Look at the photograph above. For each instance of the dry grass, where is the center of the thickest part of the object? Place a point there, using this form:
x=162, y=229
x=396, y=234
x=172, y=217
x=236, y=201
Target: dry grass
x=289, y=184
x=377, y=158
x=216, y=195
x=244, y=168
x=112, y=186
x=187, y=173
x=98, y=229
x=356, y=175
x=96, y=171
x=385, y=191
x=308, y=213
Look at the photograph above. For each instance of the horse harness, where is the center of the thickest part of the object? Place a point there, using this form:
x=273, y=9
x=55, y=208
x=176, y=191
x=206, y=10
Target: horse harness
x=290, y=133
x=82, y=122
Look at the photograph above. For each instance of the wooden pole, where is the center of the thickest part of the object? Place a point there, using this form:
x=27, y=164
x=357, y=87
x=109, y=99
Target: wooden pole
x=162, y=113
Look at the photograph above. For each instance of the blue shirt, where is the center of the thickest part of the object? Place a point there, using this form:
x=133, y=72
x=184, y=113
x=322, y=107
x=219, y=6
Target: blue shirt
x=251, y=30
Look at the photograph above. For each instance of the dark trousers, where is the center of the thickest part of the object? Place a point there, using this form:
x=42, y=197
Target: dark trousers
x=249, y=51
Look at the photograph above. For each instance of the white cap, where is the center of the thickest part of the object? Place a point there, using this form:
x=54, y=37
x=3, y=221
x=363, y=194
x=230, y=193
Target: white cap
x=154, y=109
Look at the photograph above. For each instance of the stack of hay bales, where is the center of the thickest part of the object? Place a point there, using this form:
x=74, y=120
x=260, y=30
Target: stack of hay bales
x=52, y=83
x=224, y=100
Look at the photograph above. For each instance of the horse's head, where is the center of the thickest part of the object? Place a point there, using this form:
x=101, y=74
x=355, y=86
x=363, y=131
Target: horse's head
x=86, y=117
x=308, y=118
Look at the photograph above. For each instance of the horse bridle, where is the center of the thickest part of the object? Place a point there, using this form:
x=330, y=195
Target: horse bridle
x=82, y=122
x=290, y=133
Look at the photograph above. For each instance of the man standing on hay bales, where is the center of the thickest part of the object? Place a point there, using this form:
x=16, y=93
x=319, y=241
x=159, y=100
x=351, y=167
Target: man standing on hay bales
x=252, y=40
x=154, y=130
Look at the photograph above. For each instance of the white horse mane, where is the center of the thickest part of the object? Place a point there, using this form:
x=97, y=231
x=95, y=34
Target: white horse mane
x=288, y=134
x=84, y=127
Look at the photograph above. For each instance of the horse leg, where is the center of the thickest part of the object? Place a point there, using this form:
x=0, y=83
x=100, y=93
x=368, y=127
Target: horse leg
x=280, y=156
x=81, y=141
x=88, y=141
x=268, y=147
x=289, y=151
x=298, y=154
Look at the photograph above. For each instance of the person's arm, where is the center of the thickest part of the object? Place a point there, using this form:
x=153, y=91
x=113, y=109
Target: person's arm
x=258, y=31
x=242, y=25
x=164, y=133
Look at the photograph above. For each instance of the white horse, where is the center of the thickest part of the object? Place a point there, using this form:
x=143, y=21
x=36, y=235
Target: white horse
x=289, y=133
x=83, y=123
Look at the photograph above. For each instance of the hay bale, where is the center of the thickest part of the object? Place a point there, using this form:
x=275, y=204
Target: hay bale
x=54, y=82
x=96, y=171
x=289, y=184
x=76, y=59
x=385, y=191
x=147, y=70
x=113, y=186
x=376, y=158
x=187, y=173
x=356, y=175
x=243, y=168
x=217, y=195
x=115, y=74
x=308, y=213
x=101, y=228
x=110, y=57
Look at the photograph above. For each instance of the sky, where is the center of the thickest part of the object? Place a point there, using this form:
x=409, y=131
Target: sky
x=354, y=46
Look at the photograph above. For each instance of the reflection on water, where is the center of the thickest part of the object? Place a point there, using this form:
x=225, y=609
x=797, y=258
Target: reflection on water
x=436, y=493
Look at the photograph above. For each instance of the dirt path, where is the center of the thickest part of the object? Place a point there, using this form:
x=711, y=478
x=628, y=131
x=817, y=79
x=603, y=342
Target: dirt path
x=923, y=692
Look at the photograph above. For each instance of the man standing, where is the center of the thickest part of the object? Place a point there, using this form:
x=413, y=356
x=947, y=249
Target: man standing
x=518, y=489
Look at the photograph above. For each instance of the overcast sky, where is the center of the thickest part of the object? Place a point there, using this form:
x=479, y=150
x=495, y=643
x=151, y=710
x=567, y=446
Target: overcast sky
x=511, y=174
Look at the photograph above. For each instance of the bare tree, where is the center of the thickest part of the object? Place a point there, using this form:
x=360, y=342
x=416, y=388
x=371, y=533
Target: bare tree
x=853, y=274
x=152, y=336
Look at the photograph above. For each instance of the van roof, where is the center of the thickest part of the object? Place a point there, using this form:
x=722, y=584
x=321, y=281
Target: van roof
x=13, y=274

+-------+

--- What to work on ---
Please return the data lines exactly, starting at the line that contains "white horse, where" and ending at the line that contains "x=110, y=57", with both of those lines included.

--- Response below ---
Look at the photograph above. For each instance of the white horse, where is the center of the thickest part of the object? Place a point there, using this form:
x=143, y=21
x=36, y=235
Target: white horse
x=289, y=133
x=83, y=123
Look at the photograph above. For each instance of the hay bale, where is the center of the thickest part of the object? Place a point there, using this form:
x=275, y=204
Target: hay bale
x=54, y=82
x=96, y=171
x=289, y=184
x=76, y=59
x=385, y=191
x=147, y=70
x=113, y=186
x=376, y=158
x=187, y=173
x=356, y=175
x=243, y=168
x=217, y=195
x=115, y=74
x=308, y=213
x=101, y=228
x=110, y=57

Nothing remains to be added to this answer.